DESCRIPTION OF THE TASK = Reproduce every line of the listing below without any changes.

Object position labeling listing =
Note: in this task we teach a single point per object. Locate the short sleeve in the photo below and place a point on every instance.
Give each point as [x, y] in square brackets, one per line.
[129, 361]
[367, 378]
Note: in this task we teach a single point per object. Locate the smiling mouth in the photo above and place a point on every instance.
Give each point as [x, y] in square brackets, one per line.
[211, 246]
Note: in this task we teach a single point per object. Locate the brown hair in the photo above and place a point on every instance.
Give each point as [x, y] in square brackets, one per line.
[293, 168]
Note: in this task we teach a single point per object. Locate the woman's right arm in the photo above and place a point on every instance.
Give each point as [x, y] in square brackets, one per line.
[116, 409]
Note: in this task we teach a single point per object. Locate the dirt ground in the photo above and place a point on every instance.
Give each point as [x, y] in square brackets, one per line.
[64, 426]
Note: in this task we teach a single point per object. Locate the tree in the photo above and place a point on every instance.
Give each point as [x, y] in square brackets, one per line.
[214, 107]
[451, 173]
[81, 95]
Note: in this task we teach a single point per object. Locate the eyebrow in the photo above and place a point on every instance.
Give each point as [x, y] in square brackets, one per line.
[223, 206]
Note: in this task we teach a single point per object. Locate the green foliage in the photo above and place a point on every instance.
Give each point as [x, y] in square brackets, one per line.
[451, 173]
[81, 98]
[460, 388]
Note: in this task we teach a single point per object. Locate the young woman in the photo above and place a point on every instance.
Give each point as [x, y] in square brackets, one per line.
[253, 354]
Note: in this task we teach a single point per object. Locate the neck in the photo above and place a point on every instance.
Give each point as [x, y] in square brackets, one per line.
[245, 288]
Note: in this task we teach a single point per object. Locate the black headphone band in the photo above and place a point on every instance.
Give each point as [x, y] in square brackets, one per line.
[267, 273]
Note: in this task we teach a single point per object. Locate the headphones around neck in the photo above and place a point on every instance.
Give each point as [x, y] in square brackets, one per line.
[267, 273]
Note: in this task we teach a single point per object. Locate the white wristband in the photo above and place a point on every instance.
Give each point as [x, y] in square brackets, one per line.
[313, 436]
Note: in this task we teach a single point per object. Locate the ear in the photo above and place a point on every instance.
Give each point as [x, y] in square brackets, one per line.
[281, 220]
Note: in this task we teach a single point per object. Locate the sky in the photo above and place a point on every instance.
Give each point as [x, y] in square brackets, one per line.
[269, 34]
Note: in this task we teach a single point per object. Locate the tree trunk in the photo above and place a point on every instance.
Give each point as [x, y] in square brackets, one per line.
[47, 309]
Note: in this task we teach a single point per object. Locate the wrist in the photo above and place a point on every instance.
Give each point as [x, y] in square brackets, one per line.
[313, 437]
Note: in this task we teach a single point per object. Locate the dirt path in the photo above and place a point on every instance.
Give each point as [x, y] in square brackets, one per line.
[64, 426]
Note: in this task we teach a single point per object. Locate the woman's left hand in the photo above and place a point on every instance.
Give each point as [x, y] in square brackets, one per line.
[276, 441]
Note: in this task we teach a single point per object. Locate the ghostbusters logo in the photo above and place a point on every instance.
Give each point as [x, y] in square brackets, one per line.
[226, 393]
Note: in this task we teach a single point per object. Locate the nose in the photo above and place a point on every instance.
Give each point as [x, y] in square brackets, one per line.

COMPLETED TASK =
Note: in this task we teach a single point per object. Locate the short sleeve in the photo below and place a point on every instance.
Give each point as [x, y] in square brackets, one per line.
[129, 361]
[367, 378]
Note: in this task we teach a single point per object. Locate the smiling mouth in the photo above and place a point on every instance.
Give each point as [x, y] in square brackets, one per line.
[211, 246]
Note: in this task we teach a single point per object. Locate the brown hair in the photo above and place a point on every instance.
Give each point as [x, y] in square brackets, one per line.
[293, 168]
Note: in this task we teach a single point per object. Locate the woman's right arm in the photo above and place a point on every instance.
Give each point as [x, y] in square brackets, one per line.
[116, 409]
Note: in this task we teach a single point per object. Locate the dirt ground in the photo above and place a point on every instance.
Give each point as [x, y] in square brackets, one per line.
[64, 426]
Note: in this task we teach a single point per object. Locate the tree in the photo above and place a point on every instance.
Give each point as [x, y] in square brackets, one per line.
[214, 107]
[451, 173]
[81, 95]
Note: in this task we teach a single point per object. Locate the eyebrow in the photo above and place a point on every instance.
Give each point as [x, y] in square brackets, one per line.
[223, 206]
Note: in this task we teach a single point per object. Locate the green foliage in the photo above and place a point on every instance.
Give each point as [x, y] in square brackets, one per line.
[451, 173]
[81, 98]
[460, 388]
Note: in this task we teach a single point per object. Locate the young woman in the photo above and place a point on every instance.
Give each point as [x, y] in square brackets, one per line.
[253, 354]
Note: in this task we teach a single point per object. Locate the neck in the photo above and place a point on every instance.
Give each point as [x, y] in square brackets, one per line.
[245, 288]
Note: in this task we teach a single point per object. Locate the black headphone band in the photo above and place a point on every instance.
Give each point as [x, y] in square brackets, one per line.
[267, 273]
Note: in this task we teach a single point per object. Locate the headphones around neck in the photo above and place a point on every instance.
Give each point as [x, y] in square brackets, one per line.
[267, 273]
Note: in this task we teach a single point per object. Locate the white wristband in the photo above and place a point on every instance.
Give each point as [x, y] in square brackets, one per line.
[313, 436]
Note: in this task we teach a single point per object. Locate the ear in the photo above and place a point on every instance.
Give each point as [x, y] in square brackets, one per line.
[281, 220]
Note: in this task we teach a single point per object. Locate the sky in the photo above and place a point on every instance.
Give each point as [x, y] in square brackets, one per line.
[269, 34]
Note: in this task we teach a single point per object. Locate the tree trunk in the photo above and place a point on every instance.
Give each point as [x, y] in square brackets, one per line.
[47, 309]
Note: in this task we teach a single point per object. Locate the wrist in the photo above and place a point on every instance.
Give each point as [x, y] in square brackets, one per line.
[313, 437]
Note: in this task we teach a single point per object. Locate the dirt path in the photo above and place a point on every instance.
Give each point as [x, y] in square brackets, one per line.
[64, 426]
Note: in this task we teach a single point per object. Locate the woman's left hand in the photo above and place a point on every instance.
Give each point as [x, y] in square brackets, one per line.
[276, 441]
Note: in this task we teach a single point per object. Locate the ghostbusters logo in the photo above and place a point on every instance.
Give each point as [x, y] in square brackets, one per line.
[226, 393]
Note: in this task we teach a single point per object. Locate the nose in the photo above and place a point on every instance.
Give each point as [x, y] in square brackets, one per line.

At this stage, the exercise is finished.